● **Selected excerpt**
########

Question: In the relation \(\Delta l = \alpha {l_{\rm{o}}}\Delta T\), should \({l_{\rm{o}}}\) be the initial length, the final length, or does it matter?

Short Answer

Expert verified

\({l_{\rm{o}}}\) should be the initial length of the object.

Step by step solution

01

Meaning of thermal expansion

Thermal expansion may be defined as the change in the shape and size of an object accompanying a temperature change.

In the case of the solid object, all types of thermal expansion (linear, volume, and area) happen.

02

Formula for the final length of the object for linear expansion

The expression for the linear expansion of an object is as follows:

\(\Delta l = \alpha {l_{\rm{o}}}\Delta T\)

Here, \(\Delta l\) is the change in length; \(\Delta T\) is the change in the temperature; \(\alpha \) is the coefficient of linear expansion; \({l_{\rm{o}}}\) is the initial length of the object.

########

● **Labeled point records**
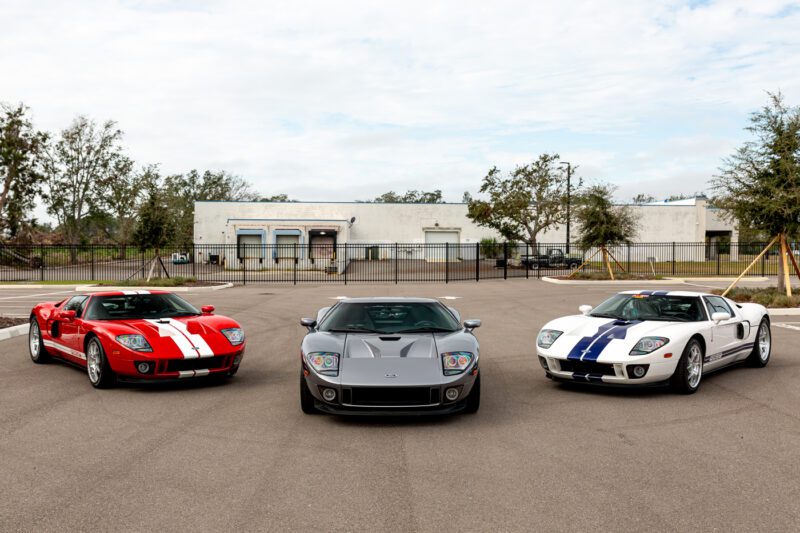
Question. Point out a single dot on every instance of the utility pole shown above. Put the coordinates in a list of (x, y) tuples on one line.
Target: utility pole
[(569, 175)]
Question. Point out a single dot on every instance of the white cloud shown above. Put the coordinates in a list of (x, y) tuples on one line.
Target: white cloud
[(344, 100)]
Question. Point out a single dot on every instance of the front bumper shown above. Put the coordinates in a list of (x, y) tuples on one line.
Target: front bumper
[(395, 400), (611, 370), (127, 366)]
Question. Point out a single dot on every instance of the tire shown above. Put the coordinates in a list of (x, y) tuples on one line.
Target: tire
[(689, 373), (474, 398), (306, 399), (36, 349), (97, 368), (762, 350)]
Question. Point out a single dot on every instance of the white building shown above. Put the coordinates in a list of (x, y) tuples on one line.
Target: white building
[(276, 232)]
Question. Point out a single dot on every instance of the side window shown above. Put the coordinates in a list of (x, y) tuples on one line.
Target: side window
[(76, 303), (717, 304)]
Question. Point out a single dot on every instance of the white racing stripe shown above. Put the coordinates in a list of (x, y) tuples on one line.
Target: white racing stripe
[(197, 340), (66, 349), (165, 329), (191, 345)]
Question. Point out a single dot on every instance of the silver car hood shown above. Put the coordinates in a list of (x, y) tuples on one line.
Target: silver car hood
[(371, 359)]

########

● **Brief A**
For each statement, say yes or no on whether it agrees with the thermal expansion excerpt, and quote the words from the excerpt that decide it. (i) A solid object undergoes only linear expansion. (ii) Thermal expansion is a change in an object's shape and size that comes with a temperature change. (iii) \(\Delta l\) stands for the change in temperature.
● **Brief B**
Rewrite the part of the thermal expansion excerpt that opens with the words containing "Here, \(\Delta l\)" and closes with "is the initial length of the object.", substituting "linear expansion coefficient" for "coefficient of linear expansion".
● **Brief C**
Please extend the thermal expansion excerpt, picking up after its final sentence.
These items have no connection to the thermal expansion excerpt.

● **Task response A**
(i) No: "In the case of the solid object, all types of thermal expansion (linear, volume, and area) happen."
(ii) Yes: "Thermal expansion may be defined as the change in the shape and size of an object accompanying a temperature change."
(iii) No: "\(\Delta l\) is the change in length"

● **Task response B**
Here, \(\Delta l\) is the change in length; \(\Delta T\) is the change in the temperature; \(\alpha \) is the linear expansion coefficient; \({l_{\rm{o}}}\) is the initial length of the object.

● **Task response C**
The change in length depends upon the initial length of the object. So, the final length of the object is equal to the initial length plus the change in length of the object.

\(l = {l_{\rm{o}}} + \alpha {l_{\rm{o}}}\Delta T\)

Here, \(l\) is the final length of the object.

If the temperature change is negative, the final length of the object decreases, but the initial length of the object will not change.

Thus, we can conclude that \({l_{\rm{o}}}\) should be the initial length of the object.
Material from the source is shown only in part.